Revise the records from their start through the line containing "pixel 197 197", putting "worker's" wherever "man's" appears and keeping everything else unchanged.

=== Data extract ===

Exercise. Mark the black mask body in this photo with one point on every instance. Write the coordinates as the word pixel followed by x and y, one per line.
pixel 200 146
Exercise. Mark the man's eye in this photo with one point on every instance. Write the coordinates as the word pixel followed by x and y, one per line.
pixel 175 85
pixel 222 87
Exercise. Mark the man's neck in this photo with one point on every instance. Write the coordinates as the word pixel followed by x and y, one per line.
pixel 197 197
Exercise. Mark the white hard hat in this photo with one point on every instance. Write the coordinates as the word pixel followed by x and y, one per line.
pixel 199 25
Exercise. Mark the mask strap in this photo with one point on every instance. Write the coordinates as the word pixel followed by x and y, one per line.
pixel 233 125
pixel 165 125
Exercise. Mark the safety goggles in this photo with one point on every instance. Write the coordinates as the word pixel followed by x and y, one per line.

===

■ The reply:
Exercise. Mark the black mask body in this photo with one point on every instance. Write the coordinates as the word pixel followed by x and y, one per line.
pixel 200 146
Exercise. Mark the worker's eye in this photo with one point on every instance. Write the coordinates as the word pixel followed by x and y, one per line.
pixel 175 85
pixel 222 87
Exercise. Mark the worker's neck in this photo with one point on every instance. Write the coordinates as the word pixel followed by x and y, one per line.
pixel 197 197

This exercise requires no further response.